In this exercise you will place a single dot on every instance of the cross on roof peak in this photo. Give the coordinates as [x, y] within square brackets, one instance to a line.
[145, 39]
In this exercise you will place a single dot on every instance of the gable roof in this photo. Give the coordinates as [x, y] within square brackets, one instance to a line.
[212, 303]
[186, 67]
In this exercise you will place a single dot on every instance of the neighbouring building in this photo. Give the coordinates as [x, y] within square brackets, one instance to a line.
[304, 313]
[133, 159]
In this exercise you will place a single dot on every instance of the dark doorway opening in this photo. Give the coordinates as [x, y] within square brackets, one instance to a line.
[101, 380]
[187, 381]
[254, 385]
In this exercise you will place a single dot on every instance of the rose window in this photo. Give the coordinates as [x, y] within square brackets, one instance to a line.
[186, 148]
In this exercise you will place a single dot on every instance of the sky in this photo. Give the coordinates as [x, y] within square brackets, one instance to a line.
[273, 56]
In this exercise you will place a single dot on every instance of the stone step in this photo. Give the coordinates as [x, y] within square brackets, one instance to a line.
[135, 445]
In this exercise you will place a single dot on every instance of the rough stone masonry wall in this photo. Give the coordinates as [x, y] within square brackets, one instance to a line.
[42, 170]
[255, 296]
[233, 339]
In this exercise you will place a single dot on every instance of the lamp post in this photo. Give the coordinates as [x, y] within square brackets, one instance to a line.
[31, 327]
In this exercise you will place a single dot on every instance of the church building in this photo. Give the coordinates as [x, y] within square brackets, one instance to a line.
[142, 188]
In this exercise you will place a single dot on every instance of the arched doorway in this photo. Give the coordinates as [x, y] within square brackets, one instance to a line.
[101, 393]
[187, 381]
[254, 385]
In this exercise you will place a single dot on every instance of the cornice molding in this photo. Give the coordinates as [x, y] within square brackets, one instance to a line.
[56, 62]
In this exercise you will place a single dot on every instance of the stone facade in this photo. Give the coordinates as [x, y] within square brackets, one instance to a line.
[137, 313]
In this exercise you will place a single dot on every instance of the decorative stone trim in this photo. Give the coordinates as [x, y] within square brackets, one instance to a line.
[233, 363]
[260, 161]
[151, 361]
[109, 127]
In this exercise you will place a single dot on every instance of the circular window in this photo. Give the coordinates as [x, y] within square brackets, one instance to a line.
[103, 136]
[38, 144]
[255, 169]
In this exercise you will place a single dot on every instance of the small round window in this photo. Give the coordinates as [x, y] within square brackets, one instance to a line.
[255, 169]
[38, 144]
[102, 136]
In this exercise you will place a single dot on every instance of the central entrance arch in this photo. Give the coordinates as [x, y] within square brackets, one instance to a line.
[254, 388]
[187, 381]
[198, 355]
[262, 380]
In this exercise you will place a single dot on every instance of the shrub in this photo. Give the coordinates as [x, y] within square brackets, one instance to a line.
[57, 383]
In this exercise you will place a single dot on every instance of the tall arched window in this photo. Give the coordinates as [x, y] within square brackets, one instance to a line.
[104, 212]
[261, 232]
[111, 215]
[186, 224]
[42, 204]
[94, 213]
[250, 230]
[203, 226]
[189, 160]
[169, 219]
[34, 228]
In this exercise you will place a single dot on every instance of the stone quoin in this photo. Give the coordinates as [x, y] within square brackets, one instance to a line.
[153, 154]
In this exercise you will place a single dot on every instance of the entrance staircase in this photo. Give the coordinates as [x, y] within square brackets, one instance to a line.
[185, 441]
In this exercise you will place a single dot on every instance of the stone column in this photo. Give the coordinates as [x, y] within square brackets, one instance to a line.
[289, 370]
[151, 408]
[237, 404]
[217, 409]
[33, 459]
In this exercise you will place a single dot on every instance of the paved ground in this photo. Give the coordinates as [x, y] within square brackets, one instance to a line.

Your assignment
What's wanted is each line above, transcribed with nothing altered.

Answer for the task
In this exercise you will place a single dot on every instance of the cross on roof peak in this photo. Give the coordinates as [x, y] within square brackets, one instance to a line.
[145, 39]
In this exercise you will place a single dot on every instance of the gable roof in this photo. Give the coordinates as [x, y] within square brackets, one instance to a line.
[212, 303]
[186, 67]
In this exercise you will place a single dot on every instance of the neighbouring building in this photo. Give the coordinates as [x, y] within square brackets, one instance to a line.
[304, 313]
[133, 159]
In this exercise you will place a single dot on every instance of the dark doorway opening in this photo. Give the coordinates as [x, y] within square brackets, one instance to a line.
[101, 380]
[187, 381]
[254, 385]
In this exercise you will place a single dot on every instance of the rose window in this photo. Give the coordinates as [x, y] within square brackets, one instance to a line.
[186, 148]
In this exercise you will place a single dot on every instance of the sky in this photo. Give the coordinates as [x, y] within square brackets, one instance to a line.
[273, 56]
In this exercise you will place a single dot on every instance of the stone step in this photo. Give the coordinates as [x, y] within square brackets, one instance to a line.
[135, 445]
In this exercise you will place a single dot on every instance of the rough stone masonry wall in this photo. Give the coordinates as [x, y] within square brackets, one instance to a line.
[42, 170]
[255, 296]
[233, 339]
In this exercise you will place a single dot on every instance of the lamp post in this photo. Give the coordinates as [x, y] within square brackets, one instance to a line.
[31, 327]
In this exercise you will place a single dot on every instance of the church building in this photo. Give the coordinates as [x, y] within square brackets, one instance to a line.
[142, 188]
In this exercise you will place a single dot on every instance of the arched doorway in this photo. Give the coordinates as [x, y] within square brackets, one instance to a line.
[101, 393]
[187, 381]
[254, 385]
In this exercise you will place a single dot on every instance of the cornice molding in this photo. Give the coordinates as [x, y] within square brackets, one instance to a line.
[56, 62]
In this exercise you will place a single dot on every instance of the stone facade in this photo. Give the coordinates as [x, y] within square brackets, one instance to a line.
[137, 313]
In this exercise you will place a single dot on every instance of the decorative stone trim in this photo. Give the coordinates as [x, y] within square brackets, one instance to a line.
[233, 363]
[260, 161]
[151, 361]
[109, 127]
In this exercise you will place a single dot on every instance of the circular window in this photo. Give the coordinates as [x, y] within square brackets, one instance to a line.
[103, 136]
[38, 144]
[255, 169]
In this exercise you will place a single dot on every instance of the small round window in this photo. Give the coordinates as [x, y] within square brackets, one instance to a line.
[255, 169]
[38, 144]
[102, 136]
In this exercise you will place a single dot on every instance of the central entrance arch in this photo. Give the coordinates as [x, y] within square brackets, one instance to a line.
[254, 388]
[187, 381]
[198, 355]
[262, 380]
In this exercise you will place a single dot on every instance of the shrub in this photo. Give the coordinates as [x, y] within square brackets, one instance to a line.
[57, 383]
In this exercise you will place a single dot on every instance of the tall arched window in this photo. Give the coordinates as [x, y] within square brackets, one instance to a line.
[104, 212]
[261, 232]
[111, 215]
[186, 224]
[42, 204]
[94, 213]
[250, 230]
[203, 226]
[189, 160]
[169, 219]
[34, 228]
In this exercise you will place a single dot on every instance of the stone quoin in this photo. Give the coordinates as [x, y] within square brackets, one instance to a line.
[153, 154]
In this exercise you will place a single dot on every instance of the entrance staircase in this photo. Give the coordinates as [x, y] within square brackets, one instance to a line.
[185, 441]
In this exercise you will place a single dot on every instance of the stone column in this photo. Give the coordinates as [x, y] within square brackets, one instance to a line.
[289, 370]
[151, 408]
[237, 404]
[217, 409]
[33, 459]
In this exercise you will place a single dot on every instance of the paved ground in this photo. Give the coordinates as [x, y] within square brackets, one instance to a line.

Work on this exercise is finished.